= WORK ORDER =
Every line below containing the word "column" should be found and copied.

= RECORDS SHOWN =

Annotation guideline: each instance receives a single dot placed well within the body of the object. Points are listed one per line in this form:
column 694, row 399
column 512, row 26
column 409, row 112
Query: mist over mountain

= RESPONSE TO THE TASK =
column 694, row 399
column 512, row 26
column 409, row 112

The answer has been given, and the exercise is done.